▶ Short task: Every line of the material is to be repeated exactly as it stands.
#####
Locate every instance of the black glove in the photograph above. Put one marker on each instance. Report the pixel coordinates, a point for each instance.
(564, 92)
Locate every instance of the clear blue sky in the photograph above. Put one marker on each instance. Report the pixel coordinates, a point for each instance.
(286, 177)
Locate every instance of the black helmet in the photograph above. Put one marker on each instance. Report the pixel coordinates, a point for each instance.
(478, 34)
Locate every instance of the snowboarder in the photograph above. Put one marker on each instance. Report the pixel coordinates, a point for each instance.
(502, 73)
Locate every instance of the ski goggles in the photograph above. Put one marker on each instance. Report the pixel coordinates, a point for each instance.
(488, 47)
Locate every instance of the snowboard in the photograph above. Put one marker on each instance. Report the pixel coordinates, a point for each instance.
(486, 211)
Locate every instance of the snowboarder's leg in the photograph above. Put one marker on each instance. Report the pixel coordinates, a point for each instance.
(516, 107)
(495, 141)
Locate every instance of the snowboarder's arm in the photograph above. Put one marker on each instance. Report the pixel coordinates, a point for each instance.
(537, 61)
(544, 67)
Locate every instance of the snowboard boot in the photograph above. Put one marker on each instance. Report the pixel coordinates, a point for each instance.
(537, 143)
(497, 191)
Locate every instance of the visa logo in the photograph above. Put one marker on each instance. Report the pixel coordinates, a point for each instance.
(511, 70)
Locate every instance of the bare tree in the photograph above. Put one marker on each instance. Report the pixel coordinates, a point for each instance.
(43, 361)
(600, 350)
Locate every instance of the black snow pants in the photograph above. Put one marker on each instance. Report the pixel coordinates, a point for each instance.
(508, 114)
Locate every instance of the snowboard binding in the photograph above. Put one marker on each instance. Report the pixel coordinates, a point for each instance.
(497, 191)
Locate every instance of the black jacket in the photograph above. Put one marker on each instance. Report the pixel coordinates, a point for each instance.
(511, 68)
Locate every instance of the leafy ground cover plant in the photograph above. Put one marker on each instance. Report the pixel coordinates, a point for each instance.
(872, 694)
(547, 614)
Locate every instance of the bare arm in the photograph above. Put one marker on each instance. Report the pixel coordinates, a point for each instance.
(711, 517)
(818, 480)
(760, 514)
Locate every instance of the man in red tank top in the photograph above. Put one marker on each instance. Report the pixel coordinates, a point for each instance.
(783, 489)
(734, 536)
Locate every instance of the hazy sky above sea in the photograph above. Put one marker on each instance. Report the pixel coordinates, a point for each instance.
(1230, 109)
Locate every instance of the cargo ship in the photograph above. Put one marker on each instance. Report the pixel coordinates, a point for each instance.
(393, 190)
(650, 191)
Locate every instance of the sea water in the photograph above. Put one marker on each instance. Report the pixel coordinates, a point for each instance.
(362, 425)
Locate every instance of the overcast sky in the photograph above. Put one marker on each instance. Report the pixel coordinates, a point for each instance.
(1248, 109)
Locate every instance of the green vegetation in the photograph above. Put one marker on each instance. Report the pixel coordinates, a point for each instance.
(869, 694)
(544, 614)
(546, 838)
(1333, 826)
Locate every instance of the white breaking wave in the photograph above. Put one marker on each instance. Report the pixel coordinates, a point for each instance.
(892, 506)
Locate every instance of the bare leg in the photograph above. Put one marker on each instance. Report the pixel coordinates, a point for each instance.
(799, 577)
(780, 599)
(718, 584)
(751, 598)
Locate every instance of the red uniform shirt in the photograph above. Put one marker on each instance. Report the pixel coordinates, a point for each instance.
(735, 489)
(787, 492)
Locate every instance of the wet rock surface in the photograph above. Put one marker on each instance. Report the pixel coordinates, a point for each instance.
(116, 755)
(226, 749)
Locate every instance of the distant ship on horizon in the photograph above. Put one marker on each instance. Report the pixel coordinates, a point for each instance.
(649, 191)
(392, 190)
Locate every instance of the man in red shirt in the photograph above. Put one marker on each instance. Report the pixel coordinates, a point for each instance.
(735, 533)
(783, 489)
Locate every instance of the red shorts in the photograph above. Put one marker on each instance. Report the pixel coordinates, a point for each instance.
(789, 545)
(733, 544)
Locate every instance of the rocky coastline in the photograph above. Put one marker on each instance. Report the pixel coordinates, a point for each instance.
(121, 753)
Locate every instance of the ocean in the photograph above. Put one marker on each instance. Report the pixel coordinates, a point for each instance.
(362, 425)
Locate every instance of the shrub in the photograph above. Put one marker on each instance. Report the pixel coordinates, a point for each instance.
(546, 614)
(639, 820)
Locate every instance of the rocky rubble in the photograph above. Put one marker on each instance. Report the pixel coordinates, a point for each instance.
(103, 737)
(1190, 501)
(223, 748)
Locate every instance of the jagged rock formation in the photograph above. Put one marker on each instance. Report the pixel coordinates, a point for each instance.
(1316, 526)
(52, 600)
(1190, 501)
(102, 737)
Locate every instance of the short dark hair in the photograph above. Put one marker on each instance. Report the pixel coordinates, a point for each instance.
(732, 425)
#####
▶ Solution for this exercise:
Locate every instance of the black glove in the photograph above. Put one marker on each instance. Report the pixel coordinates, a point for each instance.
(564, 92)
Locate every instance of the clear blue sky in the photograph above. Put one marker on each instance. Report the pixel coordinates, a point for each instance.
(286, 177)
Locate every instance of the black helmet in the photograph above. Put one marker on each instance. Report the pixel coordinates, a point for each instance.
(478, 34)
Locate every instance of the snowboarder in the photograph above. Put one marker on each instance. Report the pixel coordinates, a point for each instance.
(502, 73)
Locate every instance of the ski goggles in the photograph above. Put one marker on each instance. Report the pixel coordinates, a point for each instance.
(488, 47)
Locate every instance of the snowboard in the photograph above. Put one marker on each instance. Report the pixel coordinates, a point for each instance.
(486, 211)
Locate every instance of the snowboarder's leg in the photograph above. Put one marker on each instance. Report the pixel coordinates, a point for each instance.
(516, 107)
(495, 141)
Locate every instance of the snowboarder's arm in the photograph above. Put one marker on each instance. Report the pixel coordinates, a point for each instance.
(537, 61)
(544, 67)
Locate every instance of the snowboard boot in the photograph above. Put one marker on each instance. Report the pixel coordinates, a point for each instance.
(537, 143)
(497, 191)
Locate every instance of the visa logo in the photograph above. Put one marker on each instance. Report the pixel coordinates, a point for each instance.
(511, 70)
Locate every instance of the bare tree in the photograph above. Put one marker on each instance. Report the pixel coordinates, a point for each instance.
(43, 361)
(600, 350)
Locate every instance of the black snow pants in the photograph above. Put one marker on each instance. Report the pixel coordinates, a point for each instance.
(508, 114)
Locate every instance of the snowboard binding in the photograph above. Put one marker on each instance. Report the pixel coordinates, a point for each instance.
(497, 191)
Locate every instance of the black jacket in the photograph above. Put one marker on each instance. Report the pixel coordinates, a point for each instance.
(511, 68)
Locate every instance of the leafy ground cover plant in the photograph above. Put one marker on each instance. Report the pixel coordinates, a point for each instance.
(872, 694)
(547, 614)
Locate every instance of the bare arm in the photograph above. Put one marker on each instance. Report the pixel coordinates, a point for each instance.
(711, 517)
(818, 480)
(760, 514)
Locate every instance of the man in red tank top in the photograph above. Put one marker on each instance. Report the pixel coordinates, a point for each instance.
(783, 489)
(734, 536)
Locate every instance of the hazy sky above sea in the photograph above. Put one marker on each instance. Report the pixel coordinates, a point for each instance.
(1230, 109)
Locate every instance of the cargo ship in the photograph above. Put one marker on each instance. Report the pixel coordinates, a point for each instance.
(393, 190)
(650, 191)
Locate every instance of the sea water in the photograph above. Put one marker on each instance. Report the pixel coordinates, a point for each instance.
(362, 425)
Locate every instance of the overcast sky in the photograph above. Put one marker on each instance. Report the pixel coordinates, a point for each instance.
(1248, 109)
Locate every instance of the green vegetation in the photograph above. Put one marker on each instance. Report the pixel coordinates, a point for each instance.
(869, 694)
(544, 614)
(546, 838)
(1333, 826)
Locate every instance of the white breaking wave in the photograph above. Put one marker on each instance. Report the pixel coordinates, a point for each instance.
(892, 506)
Locate every instance of the bare leg in the photograph above. Put one marker on each instance. Report the pixel coordinates, a point for each instance.
(799, 577)
(780, 599)
(718, 584)
(751, 598)
Locate every instance of the red uniform shirt in the photograph above. Put one marker on each instance. Report the pixel coordinates, a point for each instance.
(735, 489)
(787, 492)
Locate every instance of the wet rock surface in the photograph above. Put one marker on each instance. Report the pixel coordinates, a point for each instance.
(116, 755)
(226, 749)
Locate every instance of the distant ship on horizon in the photograph above. Put one marker on each instance. Report the pixel coordinates, a point for each instance.
(649, 191)
(392, 190)
Locate every instance of the man in red shirt in the photograph above. Put one marker on each instance. Report the pixel coordinates, a point for each instance.
(735, 533)
(783, 489)
Locate every instance of the red shorts in the photograph above. Put one marker on each instance. Report the pixel coordinates, a point for each instance.
(789, 545)
(733, 544)
Locate every instance of the rocky coastline in the photograph above. Put one marker on each instance. Report the pixel coordinates, a point for each instance.
(121, 753)
Locate every instance of the ocean in the photograph above. Put one marker on each instance. Report the pixel coordinates, a point for each instance.
(362, 425)
Locate every instance of the shrub in the photograph above. Put one marker on each instance. Report the pixel coordinates, a point for each instance.
(546, 614)
(639, 820)
Locate every instance of the rocky rubble in the photograph above. Put one marker on each instance. Report the pixel coordinates, a point for each instance.
(103, 737)
(1190, 501)
(223, 748)
Locate every instance of the jagged rock formation in the photograph above. Put one marker on each instance. Report the pixel coordinates, a point for each instance.
(1316, 526)
(52, 600)
(1190, 501)
(102, 737)
Locate every instance of the short dark hair in the photograph above. Put one marker on each instance. Report the pixel coordinates, a point for each instance.
(732, 425)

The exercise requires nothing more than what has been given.